(Dataset rows)
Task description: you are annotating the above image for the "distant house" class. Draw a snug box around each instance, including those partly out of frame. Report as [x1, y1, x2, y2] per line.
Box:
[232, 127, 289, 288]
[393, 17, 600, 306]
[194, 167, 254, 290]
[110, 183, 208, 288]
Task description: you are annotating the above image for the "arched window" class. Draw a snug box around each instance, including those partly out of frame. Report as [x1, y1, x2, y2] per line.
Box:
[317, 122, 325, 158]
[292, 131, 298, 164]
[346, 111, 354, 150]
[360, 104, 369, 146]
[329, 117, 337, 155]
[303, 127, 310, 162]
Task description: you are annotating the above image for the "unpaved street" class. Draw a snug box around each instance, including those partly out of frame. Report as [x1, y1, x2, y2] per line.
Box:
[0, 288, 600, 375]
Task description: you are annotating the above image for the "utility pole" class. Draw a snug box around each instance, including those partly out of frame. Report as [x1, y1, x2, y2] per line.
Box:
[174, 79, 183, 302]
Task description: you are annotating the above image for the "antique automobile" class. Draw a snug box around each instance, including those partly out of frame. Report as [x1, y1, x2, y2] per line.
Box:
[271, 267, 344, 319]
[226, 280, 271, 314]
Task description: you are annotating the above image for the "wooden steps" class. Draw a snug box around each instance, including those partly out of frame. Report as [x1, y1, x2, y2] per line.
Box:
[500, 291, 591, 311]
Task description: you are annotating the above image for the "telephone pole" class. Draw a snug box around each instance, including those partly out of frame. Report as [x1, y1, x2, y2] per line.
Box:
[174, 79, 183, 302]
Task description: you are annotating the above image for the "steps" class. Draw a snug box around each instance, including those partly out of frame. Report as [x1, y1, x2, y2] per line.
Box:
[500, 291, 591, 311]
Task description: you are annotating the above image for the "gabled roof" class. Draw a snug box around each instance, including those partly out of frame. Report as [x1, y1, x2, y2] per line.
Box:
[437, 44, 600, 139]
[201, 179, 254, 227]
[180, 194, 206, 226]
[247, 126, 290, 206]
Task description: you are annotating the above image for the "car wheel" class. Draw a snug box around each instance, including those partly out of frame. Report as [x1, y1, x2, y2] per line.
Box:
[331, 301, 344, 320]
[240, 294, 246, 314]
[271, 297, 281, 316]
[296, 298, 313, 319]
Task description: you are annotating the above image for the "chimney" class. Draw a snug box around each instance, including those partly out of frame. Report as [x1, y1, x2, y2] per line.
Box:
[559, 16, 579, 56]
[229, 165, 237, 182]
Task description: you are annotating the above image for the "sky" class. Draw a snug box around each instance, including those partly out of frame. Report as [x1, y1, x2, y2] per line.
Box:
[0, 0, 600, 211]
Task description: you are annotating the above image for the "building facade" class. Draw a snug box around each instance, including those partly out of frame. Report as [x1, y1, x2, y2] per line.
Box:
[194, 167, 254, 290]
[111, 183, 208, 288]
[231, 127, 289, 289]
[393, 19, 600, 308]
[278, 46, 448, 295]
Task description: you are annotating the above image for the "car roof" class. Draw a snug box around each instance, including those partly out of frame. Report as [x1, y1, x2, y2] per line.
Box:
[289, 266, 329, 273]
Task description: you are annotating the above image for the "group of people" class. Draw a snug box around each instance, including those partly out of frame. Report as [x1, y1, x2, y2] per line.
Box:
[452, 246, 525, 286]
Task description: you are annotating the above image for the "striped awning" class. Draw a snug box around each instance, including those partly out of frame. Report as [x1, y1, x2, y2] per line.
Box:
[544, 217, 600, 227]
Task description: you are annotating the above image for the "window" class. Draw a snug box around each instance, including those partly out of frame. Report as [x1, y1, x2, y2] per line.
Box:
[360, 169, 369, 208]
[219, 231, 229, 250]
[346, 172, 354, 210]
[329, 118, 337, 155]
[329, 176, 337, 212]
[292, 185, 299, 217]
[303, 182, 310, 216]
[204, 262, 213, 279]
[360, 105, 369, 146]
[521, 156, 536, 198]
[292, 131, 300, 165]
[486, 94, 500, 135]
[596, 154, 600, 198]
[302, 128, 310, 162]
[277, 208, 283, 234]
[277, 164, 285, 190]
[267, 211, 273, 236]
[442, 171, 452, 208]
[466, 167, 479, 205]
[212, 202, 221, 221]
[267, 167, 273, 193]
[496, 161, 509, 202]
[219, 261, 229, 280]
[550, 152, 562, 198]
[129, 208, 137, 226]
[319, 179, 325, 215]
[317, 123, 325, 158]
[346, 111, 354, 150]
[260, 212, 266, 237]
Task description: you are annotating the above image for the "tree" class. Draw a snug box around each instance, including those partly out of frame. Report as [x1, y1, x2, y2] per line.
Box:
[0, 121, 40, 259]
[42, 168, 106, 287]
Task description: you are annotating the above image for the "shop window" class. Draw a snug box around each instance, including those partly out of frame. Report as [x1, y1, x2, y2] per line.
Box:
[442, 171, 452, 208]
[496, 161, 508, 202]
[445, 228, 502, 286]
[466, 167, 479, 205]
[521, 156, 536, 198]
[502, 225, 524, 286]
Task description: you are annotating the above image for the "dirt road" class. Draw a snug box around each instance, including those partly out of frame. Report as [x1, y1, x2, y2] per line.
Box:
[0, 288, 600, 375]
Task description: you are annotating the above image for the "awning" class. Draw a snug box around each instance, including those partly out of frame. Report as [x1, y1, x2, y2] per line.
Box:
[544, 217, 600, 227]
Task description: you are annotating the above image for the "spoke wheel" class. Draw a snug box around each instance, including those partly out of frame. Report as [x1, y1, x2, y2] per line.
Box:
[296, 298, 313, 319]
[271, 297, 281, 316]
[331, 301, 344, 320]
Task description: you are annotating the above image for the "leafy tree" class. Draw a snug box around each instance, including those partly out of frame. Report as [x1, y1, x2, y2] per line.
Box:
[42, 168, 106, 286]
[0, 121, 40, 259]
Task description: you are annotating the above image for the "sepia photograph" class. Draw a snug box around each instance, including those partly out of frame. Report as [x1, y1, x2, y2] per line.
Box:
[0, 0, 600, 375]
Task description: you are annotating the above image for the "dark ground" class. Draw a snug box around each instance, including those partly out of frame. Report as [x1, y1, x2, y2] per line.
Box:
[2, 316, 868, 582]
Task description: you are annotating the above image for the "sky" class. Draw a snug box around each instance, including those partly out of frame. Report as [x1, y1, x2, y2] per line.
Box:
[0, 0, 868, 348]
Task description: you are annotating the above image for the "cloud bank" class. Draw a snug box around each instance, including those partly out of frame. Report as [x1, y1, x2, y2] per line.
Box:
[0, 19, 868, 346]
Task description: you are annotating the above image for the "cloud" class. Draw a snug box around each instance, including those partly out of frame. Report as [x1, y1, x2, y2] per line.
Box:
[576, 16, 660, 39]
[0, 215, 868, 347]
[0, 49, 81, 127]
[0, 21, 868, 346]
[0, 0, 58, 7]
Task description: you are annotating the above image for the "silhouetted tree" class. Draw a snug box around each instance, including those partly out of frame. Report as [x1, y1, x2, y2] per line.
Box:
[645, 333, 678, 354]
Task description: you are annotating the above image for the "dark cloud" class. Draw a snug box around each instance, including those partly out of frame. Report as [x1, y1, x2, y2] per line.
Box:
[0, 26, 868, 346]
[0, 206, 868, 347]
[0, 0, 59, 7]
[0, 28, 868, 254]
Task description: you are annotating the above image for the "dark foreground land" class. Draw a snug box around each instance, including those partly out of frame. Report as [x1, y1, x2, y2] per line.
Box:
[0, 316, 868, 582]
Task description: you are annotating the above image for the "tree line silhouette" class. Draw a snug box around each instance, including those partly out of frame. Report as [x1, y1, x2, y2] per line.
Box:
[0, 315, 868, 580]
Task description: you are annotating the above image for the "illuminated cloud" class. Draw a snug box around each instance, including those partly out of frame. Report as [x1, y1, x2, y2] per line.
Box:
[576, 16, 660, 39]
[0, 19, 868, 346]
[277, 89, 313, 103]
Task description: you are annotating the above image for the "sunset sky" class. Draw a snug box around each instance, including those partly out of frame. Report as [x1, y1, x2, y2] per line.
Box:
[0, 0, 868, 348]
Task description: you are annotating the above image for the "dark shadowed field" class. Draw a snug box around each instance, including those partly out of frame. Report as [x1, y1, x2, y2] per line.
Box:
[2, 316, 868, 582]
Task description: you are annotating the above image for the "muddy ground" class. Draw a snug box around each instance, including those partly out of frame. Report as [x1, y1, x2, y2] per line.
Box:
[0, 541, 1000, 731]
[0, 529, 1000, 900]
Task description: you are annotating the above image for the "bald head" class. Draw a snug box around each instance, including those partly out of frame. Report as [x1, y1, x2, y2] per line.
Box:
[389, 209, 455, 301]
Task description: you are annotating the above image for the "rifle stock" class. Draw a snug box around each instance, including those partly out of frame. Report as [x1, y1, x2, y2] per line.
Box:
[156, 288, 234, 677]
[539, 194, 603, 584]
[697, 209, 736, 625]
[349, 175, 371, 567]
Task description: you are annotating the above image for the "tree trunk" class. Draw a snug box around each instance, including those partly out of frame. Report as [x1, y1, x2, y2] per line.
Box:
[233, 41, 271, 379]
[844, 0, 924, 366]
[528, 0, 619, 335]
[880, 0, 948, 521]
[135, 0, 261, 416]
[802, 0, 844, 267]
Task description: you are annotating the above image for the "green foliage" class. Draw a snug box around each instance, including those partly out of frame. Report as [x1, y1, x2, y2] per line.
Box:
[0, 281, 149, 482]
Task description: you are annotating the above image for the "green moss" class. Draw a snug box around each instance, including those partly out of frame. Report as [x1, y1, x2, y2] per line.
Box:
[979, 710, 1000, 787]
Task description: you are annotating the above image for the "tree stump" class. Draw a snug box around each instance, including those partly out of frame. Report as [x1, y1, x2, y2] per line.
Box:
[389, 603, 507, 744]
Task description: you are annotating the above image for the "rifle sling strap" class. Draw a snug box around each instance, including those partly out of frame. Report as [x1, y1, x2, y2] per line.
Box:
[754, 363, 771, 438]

* _Instructions to follow_
Rewrite the data from its start through the line "[303, 127, 310, 162]", swapping "snug" for "tight" and keeping everything else the same.

* _Result for this exercise_
Task description: you are annotating the above image for the "distant house" class. Draw a tight box around each instance, including those partly out of frame. Report as [x1, y1, x2, y2] per line.
Box:
[232, 127, 289, 288]
[393, 17, 600, 306]
[194, 167, 254, 290]
[110, 183, 208, 288]
Task description: you are annotating the above image for the "arched window" class. Draw a tight box around each instance, including those partly out of frame. Report as [x1, y1, x2, y2] per line.
Box:
[317, 122, 325, 158]
[292, 131, 298, 164]
[346, 111, 354, 150]
[360, 104, 369, 146]
[329, 117, 337, 155]
[303, 127, 310, 162]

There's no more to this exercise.